> _Challenges_
[1] In the text on blocking update KB971033, answer each question:
(a) How often does the update call back to Microsoft servers?
(b) What other name is given for KB971033?
(c) Which option is selected in the Windows Update program before searching for the update?
[2] Can you write out the KB971033 text word for word, from "You may have" to "be perfectly honest."?

> _Document text_
--- --- ---

Block Windows Activation Technologies (KB971033) – Windows 7

You may have heard about the new (impending) Windows 7 update that will call back to Microsoft servers every 90 days, this doesn’t sound like something I want my PC doing to be perfectly honest.

If you don’t wish to install this update then be on the look out for update KB971033 (aka WAT) when your Windows pc does a windows update, then all you have to do is right click and select ignore update.

From Ewandoo:

Fortunately Microsoft has made it easy for the people who don’t want this update to uninstall it. If you haven’t downloaded and installed this update then you can disable it using the following method:

Block Windows 7 Activation Update KB971033
1-Go to Start Menu and write Windows Update in the Start Menu Search
2-Select Windows Update to go to Windows Update program
3-Select Optional Updates
4-Search for the update labeled “Update for Windows 7 (KB971033)”

--- --- ---

> _Data listing_
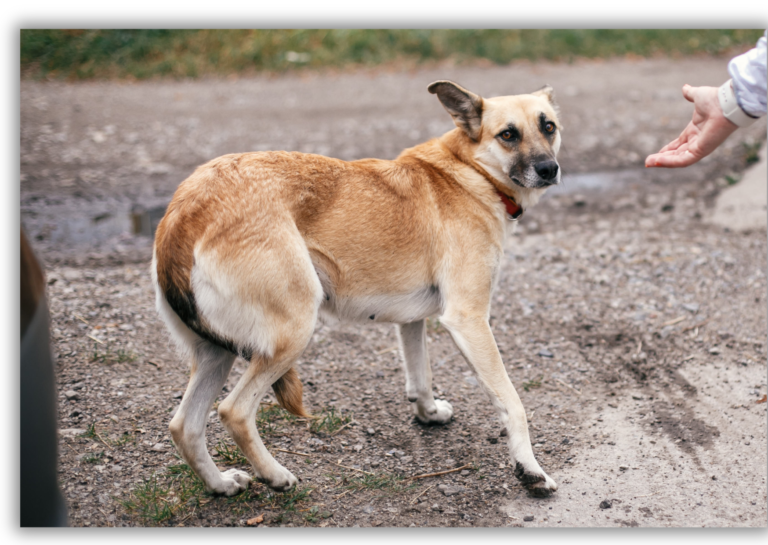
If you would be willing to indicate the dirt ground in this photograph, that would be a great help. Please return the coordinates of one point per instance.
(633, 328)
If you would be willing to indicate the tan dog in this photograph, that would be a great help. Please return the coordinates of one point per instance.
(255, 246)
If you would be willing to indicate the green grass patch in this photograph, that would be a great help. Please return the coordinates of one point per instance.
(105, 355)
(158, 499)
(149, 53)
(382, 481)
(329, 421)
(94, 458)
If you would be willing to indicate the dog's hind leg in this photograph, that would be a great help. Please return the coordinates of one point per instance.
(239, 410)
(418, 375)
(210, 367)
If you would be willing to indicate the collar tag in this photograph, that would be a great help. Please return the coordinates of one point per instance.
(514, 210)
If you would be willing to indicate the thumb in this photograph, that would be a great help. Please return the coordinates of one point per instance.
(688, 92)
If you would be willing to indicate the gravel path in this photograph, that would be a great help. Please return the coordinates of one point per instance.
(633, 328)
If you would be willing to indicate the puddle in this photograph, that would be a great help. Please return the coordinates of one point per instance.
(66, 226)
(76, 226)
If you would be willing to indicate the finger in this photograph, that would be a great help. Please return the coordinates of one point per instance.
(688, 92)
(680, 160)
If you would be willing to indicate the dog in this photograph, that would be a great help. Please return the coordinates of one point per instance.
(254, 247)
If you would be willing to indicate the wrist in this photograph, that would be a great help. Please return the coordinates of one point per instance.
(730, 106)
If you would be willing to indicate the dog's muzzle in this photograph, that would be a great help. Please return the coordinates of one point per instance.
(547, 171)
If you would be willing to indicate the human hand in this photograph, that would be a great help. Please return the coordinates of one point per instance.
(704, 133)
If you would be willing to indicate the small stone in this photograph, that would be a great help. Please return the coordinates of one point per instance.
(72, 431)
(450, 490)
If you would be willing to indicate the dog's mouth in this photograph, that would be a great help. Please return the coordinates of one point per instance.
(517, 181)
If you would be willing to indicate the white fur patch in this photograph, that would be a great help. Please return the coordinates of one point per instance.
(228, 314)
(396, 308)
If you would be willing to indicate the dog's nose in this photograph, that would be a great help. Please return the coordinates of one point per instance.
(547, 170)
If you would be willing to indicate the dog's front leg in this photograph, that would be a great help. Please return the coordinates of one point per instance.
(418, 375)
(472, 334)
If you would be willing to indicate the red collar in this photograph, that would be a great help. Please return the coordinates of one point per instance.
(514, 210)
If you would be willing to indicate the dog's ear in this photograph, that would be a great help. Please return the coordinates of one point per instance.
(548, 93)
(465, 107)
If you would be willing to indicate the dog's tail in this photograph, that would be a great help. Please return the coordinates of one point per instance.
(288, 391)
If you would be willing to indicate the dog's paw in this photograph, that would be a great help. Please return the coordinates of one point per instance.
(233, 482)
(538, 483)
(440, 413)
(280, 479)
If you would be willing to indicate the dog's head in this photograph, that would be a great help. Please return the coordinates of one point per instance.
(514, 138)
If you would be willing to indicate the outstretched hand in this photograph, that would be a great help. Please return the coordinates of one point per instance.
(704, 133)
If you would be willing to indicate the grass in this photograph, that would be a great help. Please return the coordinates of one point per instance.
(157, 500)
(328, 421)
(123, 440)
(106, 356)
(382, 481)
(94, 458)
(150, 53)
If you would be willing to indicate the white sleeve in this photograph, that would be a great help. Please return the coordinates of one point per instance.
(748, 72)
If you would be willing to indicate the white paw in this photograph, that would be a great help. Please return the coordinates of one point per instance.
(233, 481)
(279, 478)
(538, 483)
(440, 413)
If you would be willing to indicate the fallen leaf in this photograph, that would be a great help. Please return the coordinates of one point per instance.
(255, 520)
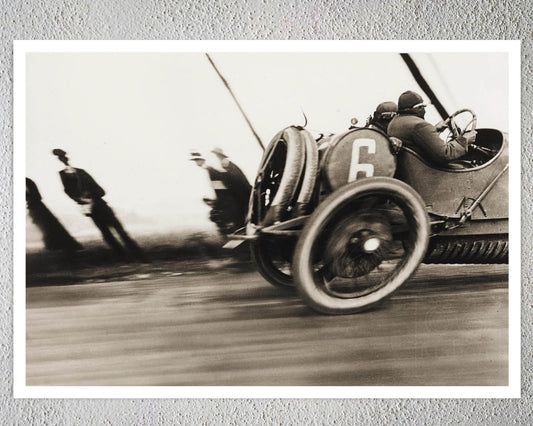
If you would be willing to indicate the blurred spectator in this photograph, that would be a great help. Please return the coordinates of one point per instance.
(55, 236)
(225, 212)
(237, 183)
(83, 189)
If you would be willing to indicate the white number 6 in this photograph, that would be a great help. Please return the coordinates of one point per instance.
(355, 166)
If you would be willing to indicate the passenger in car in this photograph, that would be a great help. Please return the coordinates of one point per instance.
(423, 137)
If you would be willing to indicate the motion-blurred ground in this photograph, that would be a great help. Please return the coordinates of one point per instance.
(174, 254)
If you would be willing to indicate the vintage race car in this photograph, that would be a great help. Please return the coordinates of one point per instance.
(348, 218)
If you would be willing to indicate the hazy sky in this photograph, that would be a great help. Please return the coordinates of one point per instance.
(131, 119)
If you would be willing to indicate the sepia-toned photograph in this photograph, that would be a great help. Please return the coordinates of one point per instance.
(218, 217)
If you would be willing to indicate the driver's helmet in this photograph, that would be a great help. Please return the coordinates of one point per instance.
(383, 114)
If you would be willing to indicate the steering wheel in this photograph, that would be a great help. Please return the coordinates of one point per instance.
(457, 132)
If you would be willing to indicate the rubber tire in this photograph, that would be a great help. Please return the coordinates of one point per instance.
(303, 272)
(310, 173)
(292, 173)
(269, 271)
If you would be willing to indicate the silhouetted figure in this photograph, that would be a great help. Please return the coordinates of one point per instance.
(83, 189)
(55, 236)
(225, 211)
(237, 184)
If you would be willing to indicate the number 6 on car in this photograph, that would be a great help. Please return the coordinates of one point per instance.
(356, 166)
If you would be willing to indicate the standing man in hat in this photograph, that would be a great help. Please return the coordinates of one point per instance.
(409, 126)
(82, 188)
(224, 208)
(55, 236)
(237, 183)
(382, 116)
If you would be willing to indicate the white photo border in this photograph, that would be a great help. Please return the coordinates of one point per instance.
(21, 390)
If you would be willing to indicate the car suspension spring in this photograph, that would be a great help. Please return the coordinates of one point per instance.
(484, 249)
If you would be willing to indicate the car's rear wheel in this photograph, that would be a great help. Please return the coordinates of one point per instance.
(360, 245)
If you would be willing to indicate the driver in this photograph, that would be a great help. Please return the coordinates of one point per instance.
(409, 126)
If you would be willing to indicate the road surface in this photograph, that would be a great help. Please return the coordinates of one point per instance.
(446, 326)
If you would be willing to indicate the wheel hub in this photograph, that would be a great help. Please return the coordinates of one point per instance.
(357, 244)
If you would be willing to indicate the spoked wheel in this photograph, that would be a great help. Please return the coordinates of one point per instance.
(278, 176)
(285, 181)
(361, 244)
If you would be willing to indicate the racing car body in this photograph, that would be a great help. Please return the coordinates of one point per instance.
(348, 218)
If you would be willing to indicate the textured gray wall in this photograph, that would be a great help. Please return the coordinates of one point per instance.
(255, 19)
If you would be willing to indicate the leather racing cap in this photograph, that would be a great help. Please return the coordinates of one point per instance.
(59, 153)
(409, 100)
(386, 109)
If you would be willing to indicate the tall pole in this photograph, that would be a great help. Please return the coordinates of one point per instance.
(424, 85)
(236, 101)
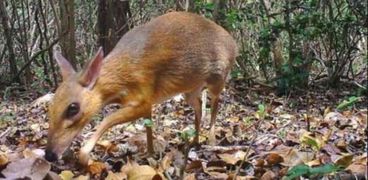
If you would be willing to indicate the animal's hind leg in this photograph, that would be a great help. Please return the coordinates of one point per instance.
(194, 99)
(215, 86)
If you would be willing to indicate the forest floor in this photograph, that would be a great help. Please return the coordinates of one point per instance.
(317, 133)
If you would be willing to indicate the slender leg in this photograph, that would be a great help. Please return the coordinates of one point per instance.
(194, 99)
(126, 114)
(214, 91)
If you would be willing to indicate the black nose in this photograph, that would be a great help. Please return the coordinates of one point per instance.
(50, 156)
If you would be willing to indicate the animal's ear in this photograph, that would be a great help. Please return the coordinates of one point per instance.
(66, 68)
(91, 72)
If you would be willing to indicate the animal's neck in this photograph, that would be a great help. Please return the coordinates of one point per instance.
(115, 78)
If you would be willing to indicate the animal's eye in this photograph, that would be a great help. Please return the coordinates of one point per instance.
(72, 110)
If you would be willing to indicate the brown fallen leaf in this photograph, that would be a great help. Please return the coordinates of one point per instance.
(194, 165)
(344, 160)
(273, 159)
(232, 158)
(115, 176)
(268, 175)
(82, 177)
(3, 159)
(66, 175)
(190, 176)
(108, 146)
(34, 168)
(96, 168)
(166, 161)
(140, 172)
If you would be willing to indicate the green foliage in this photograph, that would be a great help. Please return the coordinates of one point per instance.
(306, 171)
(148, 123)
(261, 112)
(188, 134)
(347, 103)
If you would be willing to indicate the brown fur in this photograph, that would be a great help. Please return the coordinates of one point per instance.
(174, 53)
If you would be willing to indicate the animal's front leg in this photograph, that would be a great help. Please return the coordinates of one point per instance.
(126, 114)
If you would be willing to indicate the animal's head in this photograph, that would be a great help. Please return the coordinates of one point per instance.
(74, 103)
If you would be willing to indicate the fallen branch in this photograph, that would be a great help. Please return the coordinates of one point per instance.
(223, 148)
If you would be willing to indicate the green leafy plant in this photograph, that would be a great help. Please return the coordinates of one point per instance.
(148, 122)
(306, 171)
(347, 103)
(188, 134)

--- --- ---

> _Problem solutions_
[1]
(a) Every 90 days
(b) WAT
(c) Optional Updates

[2]
You may have heard about the new (impending) Windows 7 update that will call back to Microsoft servers every 90 days, this doesn’t sound like something I want my PC doing to be perfectly honest.